# [DATA SUPPLIED]
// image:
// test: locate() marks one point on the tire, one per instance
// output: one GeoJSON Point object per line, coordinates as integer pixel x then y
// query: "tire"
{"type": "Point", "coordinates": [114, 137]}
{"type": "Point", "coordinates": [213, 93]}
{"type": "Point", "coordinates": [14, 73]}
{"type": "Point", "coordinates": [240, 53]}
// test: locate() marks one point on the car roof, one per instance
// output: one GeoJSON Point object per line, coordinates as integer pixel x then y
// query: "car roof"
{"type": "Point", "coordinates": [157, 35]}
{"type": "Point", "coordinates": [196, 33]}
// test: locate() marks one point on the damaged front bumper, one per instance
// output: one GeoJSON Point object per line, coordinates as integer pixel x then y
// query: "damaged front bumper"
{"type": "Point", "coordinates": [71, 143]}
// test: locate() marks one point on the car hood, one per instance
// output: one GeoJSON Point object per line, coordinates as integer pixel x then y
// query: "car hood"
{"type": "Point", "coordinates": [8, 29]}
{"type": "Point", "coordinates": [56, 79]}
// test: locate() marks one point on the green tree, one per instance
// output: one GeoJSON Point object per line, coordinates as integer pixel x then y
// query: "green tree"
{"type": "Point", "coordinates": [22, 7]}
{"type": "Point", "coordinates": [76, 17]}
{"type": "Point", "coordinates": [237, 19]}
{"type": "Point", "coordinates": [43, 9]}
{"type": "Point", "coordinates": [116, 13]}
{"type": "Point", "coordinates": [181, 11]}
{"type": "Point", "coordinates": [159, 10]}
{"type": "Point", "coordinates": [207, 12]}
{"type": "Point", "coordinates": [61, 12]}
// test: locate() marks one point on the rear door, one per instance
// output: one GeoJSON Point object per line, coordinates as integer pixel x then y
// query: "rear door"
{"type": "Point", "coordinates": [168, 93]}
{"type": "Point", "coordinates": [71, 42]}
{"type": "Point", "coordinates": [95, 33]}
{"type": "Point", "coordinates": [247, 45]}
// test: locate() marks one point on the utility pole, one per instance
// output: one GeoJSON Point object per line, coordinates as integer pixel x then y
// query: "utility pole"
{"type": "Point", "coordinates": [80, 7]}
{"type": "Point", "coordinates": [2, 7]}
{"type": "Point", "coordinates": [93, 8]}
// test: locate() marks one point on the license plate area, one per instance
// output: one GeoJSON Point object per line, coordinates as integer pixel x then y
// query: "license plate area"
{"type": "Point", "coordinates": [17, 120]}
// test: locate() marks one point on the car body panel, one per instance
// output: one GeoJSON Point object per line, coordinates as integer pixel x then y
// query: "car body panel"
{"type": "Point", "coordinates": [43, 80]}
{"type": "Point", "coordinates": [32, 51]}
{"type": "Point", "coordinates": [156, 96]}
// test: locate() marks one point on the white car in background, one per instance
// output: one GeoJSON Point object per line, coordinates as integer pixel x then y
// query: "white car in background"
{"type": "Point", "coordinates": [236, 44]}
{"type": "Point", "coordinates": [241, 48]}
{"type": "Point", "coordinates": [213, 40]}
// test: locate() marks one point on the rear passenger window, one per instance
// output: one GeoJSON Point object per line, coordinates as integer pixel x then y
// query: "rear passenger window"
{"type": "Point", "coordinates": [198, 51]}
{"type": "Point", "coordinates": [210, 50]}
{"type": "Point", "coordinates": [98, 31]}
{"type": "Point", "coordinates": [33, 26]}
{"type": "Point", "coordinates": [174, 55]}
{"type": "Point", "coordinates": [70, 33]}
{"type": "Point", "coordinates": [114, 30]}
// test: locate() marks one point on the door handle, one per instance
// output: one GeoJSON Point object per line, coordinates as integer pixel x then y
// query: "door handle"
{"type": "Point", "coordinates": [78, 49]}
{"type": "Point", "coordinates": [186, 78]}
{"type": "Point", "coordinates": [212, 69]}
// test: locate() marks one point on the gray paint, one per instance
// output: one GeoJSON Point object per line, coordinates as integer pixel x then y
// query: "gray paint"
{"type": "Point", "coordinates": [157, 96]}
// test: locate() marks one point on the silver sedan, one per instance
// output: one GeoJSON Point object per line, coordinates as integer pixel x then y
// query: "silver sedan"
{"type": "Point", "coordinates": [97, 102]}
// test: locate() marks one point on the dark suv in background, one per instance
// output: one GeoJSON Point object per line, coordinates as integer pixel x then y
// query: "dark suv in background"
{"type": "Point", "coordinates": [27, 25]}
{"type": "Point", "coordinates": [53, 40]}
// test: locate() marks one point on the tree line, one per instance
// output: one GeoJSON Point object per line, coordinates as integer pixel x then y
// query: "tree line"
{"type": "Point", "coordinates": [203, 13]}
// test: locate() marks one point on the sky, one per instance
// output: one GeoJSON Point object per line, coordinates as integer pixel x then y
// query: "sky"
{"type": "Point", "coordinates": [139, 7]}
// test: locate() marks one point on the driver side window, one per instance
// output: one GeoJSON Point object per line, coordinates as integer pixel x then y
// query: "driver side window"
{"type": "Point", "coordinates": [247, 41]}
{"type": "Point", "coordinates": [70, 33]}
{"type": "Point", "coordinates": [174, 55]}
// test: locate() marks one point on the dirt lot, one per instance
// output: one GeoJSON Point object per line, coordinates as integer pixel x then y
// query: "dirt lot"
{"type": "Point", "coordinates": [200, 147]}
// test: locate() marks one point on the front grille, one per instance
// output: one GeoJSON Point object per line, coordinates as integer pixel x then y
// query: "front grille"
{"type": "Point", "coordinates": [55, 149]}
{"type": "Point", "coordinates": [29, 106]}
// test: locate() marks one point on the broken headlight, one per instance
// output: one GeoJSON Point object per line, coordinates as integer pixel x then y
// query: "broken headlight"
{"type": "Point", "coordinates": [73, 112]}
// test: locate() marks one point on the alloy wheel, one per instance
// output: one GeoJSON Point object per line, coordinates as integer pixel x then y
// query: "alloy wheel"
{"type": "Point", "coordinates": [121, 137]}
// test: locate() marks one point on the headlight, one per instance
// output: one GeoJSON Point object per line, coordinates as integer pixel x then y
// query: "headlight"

# [TASK DETAILS]
Each record must be copied out exactly and in full.

# [RESULT]
// image:
// test: locate() marks one point on the tire, one per instance
// output: one GeoJSON Point object per line, coordinates as integer pixel x then y
// query: "tire"
{"type": "Point", "coordinates": [114, 137]}
{"type": "Point", "coordinates": [213, 93]}
{"type": "Point", "coordinates": [14, 73]}
{"type": "Point", "coordinates": [240, 53]}
// test: locate() marks one point on the car roof, one per instance
// output: one GeoJSON Point object per line, coordinates as integer pixel x then y
// query: "car roof"
{"type": "Point", "coordinates": [157, 35]}
{"type": "Point", "coordinates": [196, 33]}
// test: locate() marks one point on the damaged front bumper, one per instance
// output: one GeoJSON Point object per line, coordinates as integer pixel x then y
// query: "damaged front bumper"
{"type": "Point", "coordinates": [71, 143]}
// test: locate() marks one point on the car hood, one per instance
// output: one GeoJSON Point object per line, coordinates as integer pixel x then y
// query: "car hood"
{"type": "Point", "coordinates": [8, 29]}
{"type": "Point", "coordinates": [56, 79]}
// test: locate() marks one point on the green tree, one per instance
// output: one GeoJSON Point object per line, coordinates as integer pixel x then y
// query: "green tree"
{"type": "Point", "coordinates": [22, 7]}
{"type": "Point", "coordinates": [76, 17]}
{"type": "Point", "coordinates": [237, 19]}
{"type": "Point", "coordinates": [43, 9]}
{"type": "Point", "coordinates": [116, 13]}
{"type": "Point", "coordinates": [181, 11]}
{"type": "Point", "coordinates": [159, 10]}
{"type": "Point", "coordinates": [207, 12]}
{"type": "Point", "coordinates": [61, 12]}
// test: locate() marks one point on the rear door, one per instance
// output: one GeoJSON Point object per line, coordinates as integer pixel x then y
// query: "rear door"
{"type": "Point", "coordinates": [168, 93]}
{"type": "Point", "coordinates": [71, 42]}
{"type": "Point", "coordinates": [95, 33]}
{"type": "Point", "coordinates": [247, 45]}
// test: locate() marks one point on the utility pole, one per instance
// output: one GeoJSON Point object per line, coordinates as integer pixel x then y
// query: "utility pole"
{"type": "Point", "coordinates": [80, 7]}
{"type": "Point", "coordinates": [2, 7]}
{"type": "Point", "coordinates": [93, 8]}
// test: locate() marks one point on the license plate area, one per instance
// output: one GeoJSON Point object per line, coordinates as integer pixel x then y
// query: "license plate area"
{"type": "Point", "coordinates": [17, 120]}
// test: locate() marks one point on the car body panel, one per instance
// output: one GeoJSON Point object per line, coordinates as integer pixel x then y
// query: "car body panel"
{"type": "Point", "coordinates": [43, 80]}
{"type": "Point", "coordinates": [32, 51]}
{"type": "Point", "coordinates": [156, 96]}
// test: locate() marks one point on the white car in background, one per instance
// output: one GeoJSON Point object per line, coordinates as integer pixel x then y
// query: "white car in background"
{"type": "Point", "coordinates": [236, 44]}
{"type": "Point", "coordinates": [241, 48]}
{"type": "Point", "coordinates": [213, 40]}
// test: locate() marks one point on the rear passenger window, one per instance
// output: one GeoJSON Point object per line, coordinates as integer pixel x then y
// query: "rear passenger window"
{"type": "Point", "coordinates": [198, 51]}
{"type": "Point", "coordinates": [210, 50]}
{"type": "Point", "coordinates": [98, 31]}
{"type": "Point", "coordinates": [33, 26]}
{"type": "Point", "coordinates": [174, 55]}
{"type": "Point", "coordinates": [70, 33]}
{"type": "Point", "coordinates": [114, 30]}
// test: locate() marks one point on the door handle, one per instance
// output: one GeoJSON Point object per line, coordinates as integer pixel x then y
// query: "door handle"
{"type": "Point", "coordinates": [78, 49]}
{"type": "Point", "coordinates": [186, 78]}
{"type": "Point", "coordinates": [212, 69]}
// test: locate() marks one point on the gray paint, one per instance
// output: one GeoJSON Point object per line, coordinates as integer pixel x then y
// query: "gray paint"
{"type": "Point", "coordinates": [157, 96]}
// test: locate() marks one point on the silver sedan, one per instance
// output: one GeoJSON Point object per line, coordinates as integer pixel x then y
// query: "silver sedan"
{"type": "Point", "coordinates": [97, 102]}
// test: locate() marks one point on the dark suv in background, one per instance
// output: one GeoJSON Point object per line, coordinates as integer pixel x then y
// query: "dark suv in background"
{"type": "Point", "coordinates": [27, 25]}
{"type": "Point", "coordinates": [53, 40]}
// test: locate() marks one point on the tree line, one per instance
// output: one GeoJSON Point object per line, coordinates as integer pixel x then y
// query: "tree line"
{"type": "Point", "coordinates": [203, 13]}
// test: locate() marks one point on the sky, one per instance
// output: one GeoJSON Point object per line, coordinates as integer pixel x then y
// query: "sky"
{"type": "Point", "coordinates": [139, 7]}
// test: locate() marks one point on the driver side window, one per instance
// output: one GeoJSON Point object per line, coordinates as integer pixel x then y
// query: "driver side window"
{"type": "Point", "coordinates": [247, 41]}
{"type": "Point", "coordinates": [70, 33]}
{"type": "Point", "coordinates": [174, 55]}
// test: locate() marks one point on the dirt lot, one per instance
// output: one GeoJSON Point object per line, coordinates as integer pixel x then y
// query: "dirt lot"
{"type": "Point", "coordinates": [200, 147]}
// test: locate() marks one point on the front grille, one per instance
// output: one GeoJSON Point object per line, coordinates as integer pixel x then y
// query: "front grille"
{"type": "Point", "coordinates": [55, 149]}
{"type": "Point", "coordinates": [29, 106]}
// test: locate() marks one point on the broken headlight, one per instance
// output: one GeoJSON Point object per line, coordinates as integer pixel x then y
// query: "broken headlight"
{"type": "Point", "coordinates": [73, 112]}
// test: locate() marks one point on the alloy wheel, one per instance
// output: one GeoJSON Point object per line, coordinates as integer pixel x then y
// query: "alloy wheel"
{"type": "Point", "coordinates": [121, 137]}
// test: locate() marks one point on the headlight, one per instance
// output: one GeoJSON Point object per line, coordinates as integer pixel x then y
// query: "headlight"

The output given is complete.